* [ÜBUNGSTEXT]
========================

Interview mit Dr. Tankred Stöbe, Präsident der deutschen Sektion von "Ärzte ohne Grenzen".
Der Notarzt aus Berlin ist seit vergangenem Freitag im Krisengebiet in Pakistan.
Ein Fünftel der Landesfläche steht unter Wasser. Weiß man da überhaupt, wo man mit der Hilfe anfangen soll?
Besonders schlimm ist, dass die Helfer noch immer kein vollständiges Bild von der Lage im Land haben. Immer noch werden Menschen gefunden, die durch das Wasser oder auch durch Erdrutsche abgeschnitten waren von der Umwelt. Außerdem regnet es immer wieder sehr stark. Die Gefahr weiterer Flutwellen ist noch nicht gebannt.
Was sind die größten Probleme?
Viele Menschen haben alles verloren und müssen mit Plastikplanen, Decken, Lebensmitteln und Kochgeschirr versorgt werden. Wir verteilen deshalb Tausende von Notfallpakete. Wichtig ist auch, die Versorgung mit Trinkwasser sicher zu stellen. Viele Brunnen sind geflutet, andere Bohrlöcher funktionieren nicht, weil sie mit Strom oder Gas betrieben werden. Und Strom und Gas gibt es in den betroffenen Gebieten nicht mehr. Wir verteilen Wasser, helfen aber auch, mit Chlor Trinkwasser aufzubereiten.

========================

* [DEINE AUFGABEN]
1) Mit welchen Dingen müssen laut dem Interview die Menschen versorgt werden, die alles verloren haben? Nenne alle.
2) Welcher Teil der Landesfläche steht laut dem Interview unter Wasser?
3) Zieh aus dem Interview den Abschnitt zwischen „Ein Fünftel der“ und „die größten Probleme?“ heraus, beides eingeschlossen.

(Ausgelesene Dateneinträge)

========================

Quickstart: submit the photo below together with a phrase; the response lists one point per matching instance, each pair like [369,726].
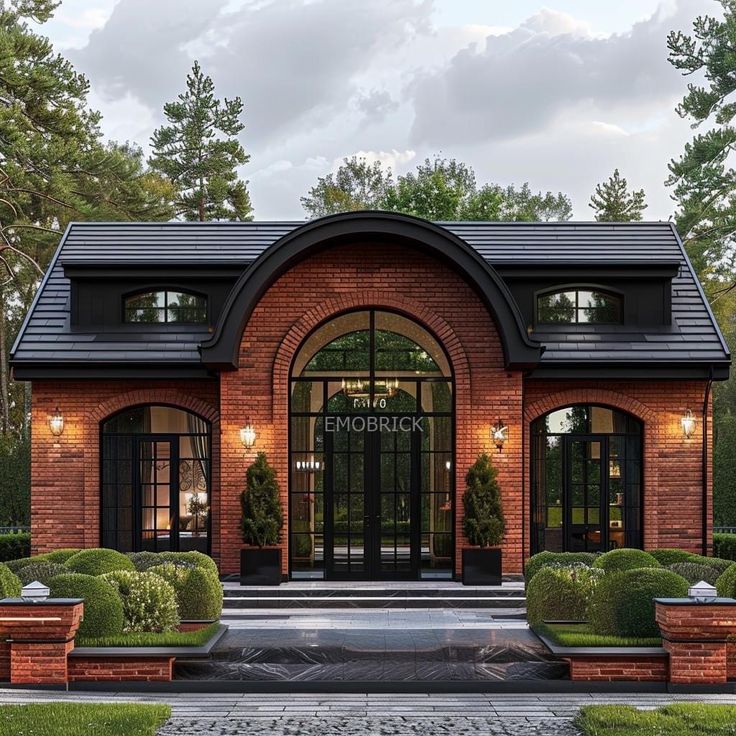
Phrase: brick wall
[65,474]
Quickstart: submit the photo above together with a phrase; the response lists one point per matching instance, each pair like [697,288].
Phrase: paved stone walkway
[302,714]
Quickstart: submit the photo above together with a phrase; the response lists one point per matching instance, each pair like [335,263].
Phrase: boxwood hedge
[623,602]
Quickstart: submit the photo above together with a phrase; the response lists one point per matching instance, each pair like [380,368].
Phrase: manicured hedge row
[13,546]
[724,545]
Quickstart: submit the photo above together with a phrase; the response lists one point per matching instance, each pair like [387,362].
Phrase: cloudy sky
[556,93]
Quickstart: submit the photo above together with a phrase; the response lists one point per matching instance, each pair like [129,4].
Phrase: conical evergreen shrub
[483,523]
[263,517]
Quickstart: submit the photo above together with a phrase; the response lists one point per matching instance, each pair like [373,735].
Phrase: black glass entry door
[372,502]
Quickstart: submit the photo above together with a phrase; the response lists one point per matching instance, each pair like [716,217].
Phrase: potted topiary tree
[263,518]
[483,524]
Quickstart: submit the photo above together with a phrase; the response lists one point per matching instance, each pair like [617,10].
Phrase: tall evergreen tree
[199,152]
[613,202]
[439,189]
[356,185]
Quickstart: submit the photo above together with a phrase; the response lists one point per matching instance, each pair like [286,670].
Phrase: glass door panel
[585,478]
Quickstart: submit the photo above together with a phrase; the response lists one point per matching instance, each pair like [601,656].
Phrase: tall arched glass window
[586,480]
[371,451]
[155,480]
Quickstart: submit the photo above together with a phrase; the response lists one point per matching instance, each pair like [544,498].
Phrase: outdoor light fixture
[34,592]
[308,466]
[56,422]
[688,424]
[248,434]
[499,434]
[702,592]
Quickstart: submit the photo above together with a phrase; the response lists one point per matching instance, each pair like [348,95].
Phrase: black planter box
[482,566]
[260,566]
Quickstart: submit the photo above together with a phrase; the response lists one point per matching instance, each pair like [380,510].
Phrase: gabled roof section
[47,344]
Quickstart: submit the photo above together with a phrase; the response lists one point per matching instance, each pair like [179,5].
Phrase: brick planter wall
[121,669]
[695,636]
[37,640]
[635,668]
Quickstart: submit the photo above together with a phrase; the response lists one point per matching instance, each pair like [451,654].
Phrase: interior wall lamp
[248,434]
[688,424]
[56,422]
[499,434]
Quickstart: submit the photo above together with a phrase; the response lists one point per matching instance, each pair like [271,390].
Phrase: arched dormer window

========================

* [LÖSUNGEN IM EINZELNEN]
1) Plastikplanen, Decken, Lebensmittel, Kochgeschirr

2) Ein Fünftel der Landesfläche.

3)
Ein Fünftel der Landesfläche steht unter Wasser. Weiß man da überhaupt, wo man mit der Hilfe anfangen soll?
Besonders schlimm ist, dass die Helfer noch immer kein vollständiges Bild von der Lage im Land haben. Immer noch werden Menschen gefunden, die durch das Wasser oder auch durch Erdrutsche abgeschnitten waren von der Umwelt. Außerdem regnet es immer wieder sehr stark. Die Gefahr weiterer Flutwellen ist noch nicht gebannt.
Was sind die größten Probleme?